SHORT TASK A: In the newsletter item on Google's monthly activity reports, how many web queries did the report show the author running across a 30-day period?

TEXT TO READ:
>> Start
[nfais-l] NFAIS Enotes, #3

jilloneill at nfais.org jilloneill at nfais.org
Thu Jun 14 11:32:49 EDT 2012



NFAIS Enotes 2012 (#3)
Written and compiled by Jill O'Neill
 
Online Activity Data: Reports, Interpretation and Safeguards. 
 
In late March 2012, Google announced a new service. They were allowing users to view monthly activity reports online that would show a user the breadth and depth of their Google-related tasks (see: [http://googleblog.blogspot.com/2012/03/giving-you-more-insight-into-your.html] http://googleblog.blogspot.com/2012/03/giving-you-more-insight-into-your.html). I was game so immediately requested a report and in less than two hours Google invited me to access the finished report, covering my activities in the time frame beginning February 27 through March 25, 2012. Was it creepy? Was it intrusive? Was it even particularly informative?
 
Well, it wasn't particularly revelatory to me, but over time each of the major entities tracking a similar data activity stream (Google, Amazon, Facebook, Apple) might believe that there is value in the content. 
 
According to the initial report received, I was using three browsers (Chrome, Firefox and Android) and two operating systems (Windows, Android). That was easily explained. I had Windows XP, but generally alternated between Chrome and Firefox browsers. The Android browser and operating systems were tied to my account access via the sole Android device I own, the Kindle Fire tablet with its tweaked-Android-browser, Silk. In an attempt to be helpful, the report showed me that I had received something in excess of 1,500 emails during the month, but sent fewer responses. It noted who my top email contacts were. It revealed my top ten most frequent search queries and the number of web queries run across a 30-day period (409, as a matter of fact.) That last caught me by surprise, so I decided to probe a bit.
>> End
EXTRACTED DATA:
>> Start
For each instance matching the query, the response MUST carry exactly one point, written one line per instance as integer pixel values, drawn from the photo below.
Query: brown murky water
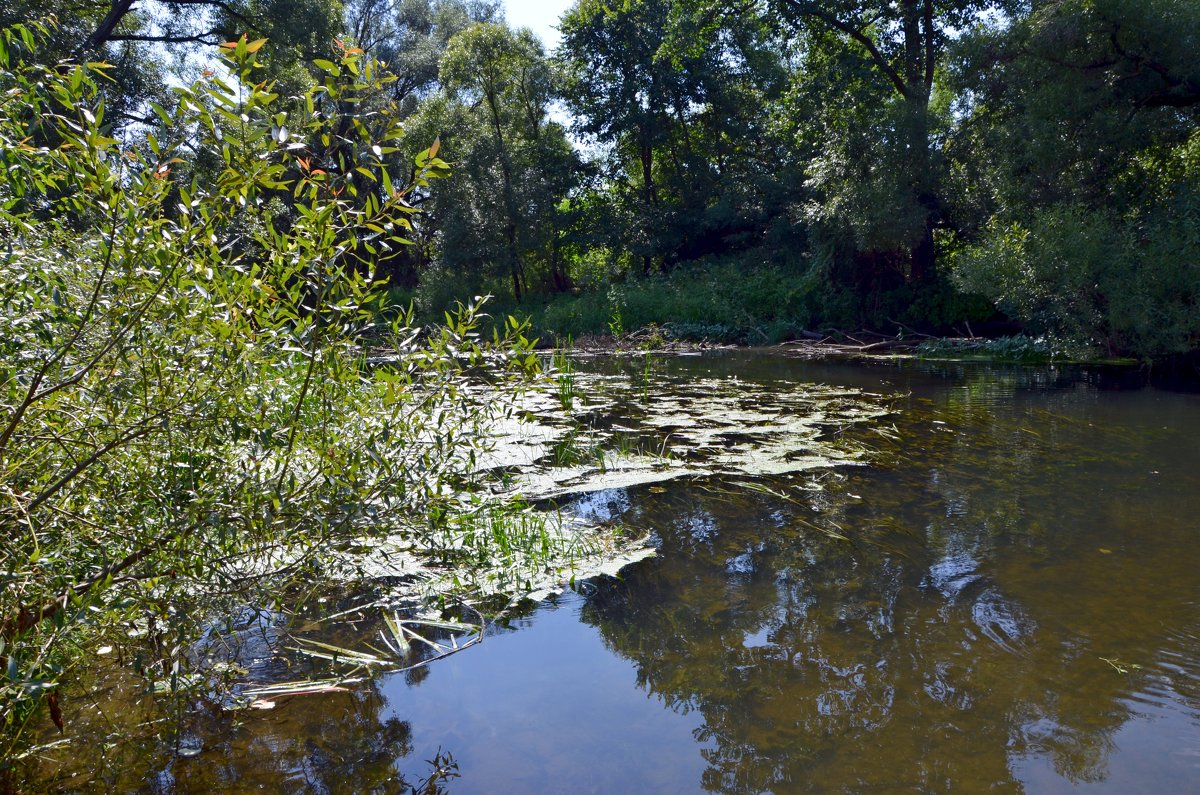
(1017, 609)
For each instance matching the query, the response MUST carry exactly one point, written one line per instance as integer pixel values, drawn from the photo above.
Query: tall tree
(888, 54)
(513, 162)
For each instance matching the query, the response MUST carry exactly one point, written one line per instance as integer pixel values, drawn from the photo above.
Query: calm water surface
>> End
SHORT TASK B: Copy all of the records word for word, leaving the pictures out of your answer.

EXERCISE SOLUTION A: 409.

EXERCISE SOLUTION B:
For each instance matching the query, the response MUST carry exactly one point, written one line per instance as integer pixel values, drawn from the photo below.
Query: brown murky water
(1017, 609)
For each instance matching the query, the response MUST carry exactly one point, written one line per instance as integer pixel values, drawn from the photo above.
Query: tall tree
(888, 54)
(513, 162)
For each instance matching the query, the response MUST carry exactly one point, written one line per instance as integer pixel values, drawn from the photo above.
Query: calm water surface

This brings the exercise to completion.